## Description of the task
Gather every line in the records below that contains the word "white", and copy each one out in full.

## Records for this exercise

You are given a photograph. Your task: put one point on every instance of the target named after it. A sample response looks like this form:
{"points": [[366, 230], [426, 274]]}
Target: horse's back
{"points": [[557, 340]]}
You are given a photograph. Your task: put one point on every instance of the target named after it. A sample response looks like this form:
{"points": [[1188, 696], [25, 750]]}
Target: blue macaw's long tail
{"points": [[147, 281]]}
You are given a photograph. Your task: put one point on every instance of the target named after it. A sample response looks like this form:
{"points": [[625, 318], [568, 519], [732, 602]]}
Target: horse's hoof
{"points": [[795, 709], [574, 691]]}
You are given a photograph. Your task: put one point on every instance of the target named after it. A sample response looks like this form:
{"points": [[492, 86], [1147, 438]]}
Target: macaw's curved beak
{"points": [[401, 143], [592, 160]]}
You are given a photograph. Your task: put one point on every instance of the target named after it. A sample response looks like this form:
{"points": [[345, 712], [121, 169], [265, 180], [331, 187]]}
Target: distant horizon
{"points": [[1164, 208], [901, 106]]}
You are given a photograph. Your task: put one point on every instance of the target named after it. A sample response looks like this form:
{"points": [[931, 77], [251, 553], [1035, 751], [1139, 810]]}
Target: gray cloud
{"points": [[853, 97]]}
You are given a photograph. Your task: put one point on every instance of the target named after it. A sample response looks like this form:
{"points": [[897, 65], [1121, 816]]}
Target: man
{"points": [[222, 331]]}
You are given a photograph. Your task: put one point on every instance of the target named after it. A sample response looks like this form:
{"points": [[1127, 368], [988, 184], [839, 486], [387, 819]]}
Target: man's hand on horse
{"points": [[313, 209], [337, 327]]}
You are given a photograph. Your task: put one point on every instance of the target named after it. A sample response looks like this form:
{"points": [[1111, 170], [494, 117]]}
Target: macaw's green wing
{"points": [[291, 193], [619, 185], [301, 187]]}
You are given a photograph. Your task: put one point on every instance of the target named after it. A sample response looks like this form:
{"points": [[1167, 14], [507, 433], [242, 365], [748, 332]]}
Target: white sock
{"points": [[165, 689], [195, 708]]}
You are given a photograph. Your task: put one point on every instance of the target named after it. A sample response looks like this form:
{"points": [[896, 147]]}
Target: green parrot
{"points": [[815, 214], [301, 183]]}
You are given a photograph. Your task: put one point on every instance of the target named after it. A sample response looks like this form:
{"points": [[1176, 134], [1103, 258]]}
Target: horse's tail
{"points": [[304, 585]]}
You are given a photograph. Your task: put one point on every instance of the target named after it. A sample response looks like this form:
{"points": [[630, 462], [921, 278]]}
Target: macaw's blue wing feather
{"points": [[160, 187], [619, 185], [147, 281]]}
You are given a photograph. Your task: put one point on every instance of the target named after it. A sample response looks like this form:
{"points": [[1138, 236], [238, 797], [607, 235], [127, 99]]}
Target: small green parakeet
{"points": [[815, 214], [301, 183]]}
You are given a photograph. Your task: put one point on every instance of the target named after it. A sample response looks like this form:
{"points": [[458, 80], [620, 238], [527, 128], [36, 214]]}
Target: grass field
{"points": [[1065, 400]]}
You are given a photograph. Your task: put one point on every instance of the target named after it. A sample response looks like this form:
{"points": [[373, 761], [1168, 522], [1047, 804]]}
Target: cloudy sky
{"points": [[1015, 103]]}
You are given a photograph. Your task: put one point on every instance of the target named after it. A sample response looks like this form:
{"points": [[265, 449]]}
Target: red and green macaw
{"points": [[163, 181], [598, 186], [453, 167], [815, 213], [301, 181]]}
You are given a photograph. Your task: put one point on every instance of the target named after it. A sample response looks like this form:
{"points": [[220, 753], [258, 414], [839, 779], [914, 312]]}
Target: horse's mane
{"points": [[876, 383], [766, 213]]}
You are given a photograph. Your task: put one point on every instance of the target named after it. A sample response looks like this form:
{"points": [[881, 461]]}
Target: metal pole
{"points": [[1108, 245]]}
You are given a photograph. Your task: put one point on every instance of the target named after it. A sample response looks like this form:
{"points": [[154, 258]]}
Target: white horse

## Correct answer
Target: white sock
Target: white horse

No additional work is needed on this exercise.